Text excerpt:
* * *

PDF Tools Custom Node - Installation Guide

Overview

This is a comprehensive ComfyUI custom node package that provides powerful tools for:

PDF Extraction & Processing - Extract images and text from PDFs
Media Downloading - Download images/videos from Instagram, Reddit, Twitter, YouTube, etc.
AI-Powered Image Analysis - Florence2 vision models for rectangle detection
Layout Analysis - Detect document layouts and structures
Image Enhancement - Modern image enhancement for better quality

What's Included

1. Gallery-dl Downloader Node

Download media from 100+ websites including:

Instagram (posts, stories, reels)
Reddit (posts, galleries)
Twitter/X (images, videos)
Imgur, DeviantArt, Artstation, and more

Features:

Browser cookie authentication
File organization by type (images/videos/audio)
Download archive to avoid duplicates
Metadata extraction

2. Yt-dlp Downloader Node

Download videos and audio from:

YouTube (videos, playlists, channels)
TikTok, Twitch, Instagram videos
1000+ video platforms

Features:

Format selection (quality presets)
Audio extraction (MP3, FLAC, etc.)

* * *

Entries for locating named things:

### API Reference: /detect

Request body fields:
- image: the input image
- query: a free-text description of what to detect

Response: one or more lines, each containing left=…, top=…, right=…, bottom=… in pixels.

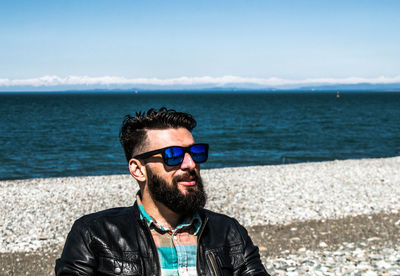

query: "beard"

left=146, top=166, right=207, bottom=216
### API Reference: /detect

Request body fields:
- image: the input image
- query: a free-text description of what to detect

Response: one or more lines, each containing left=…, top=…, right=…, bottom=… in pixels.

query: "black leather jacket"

left=55, top=203, right=268, bottom=276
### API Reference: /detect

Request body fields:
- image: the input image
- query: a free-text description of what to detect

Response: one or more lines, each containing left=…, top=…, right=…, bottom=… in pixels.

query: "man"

left=55, top=108, right=268, bottom=276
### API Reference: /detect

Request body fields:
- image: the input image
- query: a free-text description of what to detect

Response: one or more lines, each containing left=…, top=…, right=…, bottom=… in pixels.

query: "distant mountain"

left=0, top=83, right=400, bottom=92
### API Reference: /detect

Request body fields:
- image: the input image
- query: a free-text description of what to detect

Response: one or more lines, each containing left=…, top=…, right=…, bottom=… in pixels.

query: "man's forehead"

left=146, top=128, right=194, bottom=150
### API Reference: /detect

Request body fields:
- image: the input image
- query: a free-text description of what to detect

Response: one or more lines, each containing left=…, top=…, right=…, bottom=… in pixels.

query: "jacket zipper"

left=141, top=221, right=161, bottom=275
left=196, top=217, right=208, bottom=275
left=207, top=252, right=219, bottom=276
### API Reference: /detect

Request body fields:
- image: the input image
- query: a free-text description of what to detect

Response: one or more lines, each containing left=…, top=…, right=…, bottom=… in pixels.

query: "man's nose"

left=181, top=152, right=196, bottom=169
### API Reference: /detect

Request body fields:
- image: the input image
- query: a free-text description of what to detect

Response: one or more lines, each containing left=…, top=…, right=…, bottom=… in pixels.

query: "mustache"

left=174, top=171, right=200, bottom=182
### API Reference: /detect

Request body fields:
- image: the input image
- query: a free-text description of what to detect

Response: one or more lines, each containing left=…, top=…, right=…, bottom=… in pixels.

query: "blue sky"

left=0, top=0, right=400, bottom=86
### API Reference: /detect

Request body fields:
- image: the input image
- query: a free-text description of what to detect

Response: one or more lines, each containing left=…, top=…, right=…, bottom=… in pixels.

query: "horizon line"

left=0, top=75, right=400, bottom=88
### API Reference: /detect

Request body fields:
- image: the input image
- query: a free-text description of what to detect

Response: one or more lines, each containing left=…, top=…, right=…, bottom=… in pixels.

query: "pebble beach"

left=0, top=157, right=400, bottom=275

* * *

Work to do:
Pick up the PDF Tools installation guide after its last line and keep writing it.

Task answer:
Subtitle download and embedding
Playlist support

3. PDF Extractor Nodes

Multiple versions for extracting content from PDFs:

Extract images with quality assessment
OCR text recognition
Spread detection (book scanning)
Metadata preservation
Multiple output formats

4. Florence2 Rectangle Detector

AI-powered image analysis using Microsoft's Florence2 model:

Detect rectangular regions in images
Caption generation
Object detection
Visual question answering

5. Layout Parser Nodes

Document layout analysis:

Detect text blocks, figures, tables
Enhanced OCR with multiple engines
Computer vision-based layout detection

Installation Steps

Step 1: Navigate to Your Python Environment

cd A:\Comfy25\ComfyUI_windows_portable

Step 2: Install Core Requirements

Use the embedded Python to install packages:

.\python_embeded\python.exe -m pip install -r custom_nodes\PDF_tools\requirements.txt

Step 3: Install External Tools (Optional but Recommended)

3a. Install gallery-dl (for web downloads)

.\python_embeded\python.exe -m pip install gallery-dl

3b. Install yt-dlp (for video downloads)

.\python_embeded\python.exe -m pip install yt-dlp

3c. Install FFmpeg (Required for yt-dlp audio extraction)

Download FFmpeg from: https://www.gyan.dev/ffmpeg/builds/
Extract to C:\ffmpeg\ (or any location)
Add C:\ffmpeg\bin to your system PATH
Verify: ffmpeg -version

Step 4: Verify Installation

Test that packages are installed:

# Test gallery-dl
.\python_embeded\python.exe -m gallery_dl --version

# Test yt-dlp
.\python_embeded\python.exe -m yt_dlp --version

# Test PyMuPDF
.\python_embeded\python.exe -c "import fitz; print(f'PyMuPDF {fitz.__version__}')"

# Test transformers
.\python_embeded\python.exe -c "import transformers; print(f'Transformers {transformers.__version__}')"

Step 5: Configure Authentication (Optional)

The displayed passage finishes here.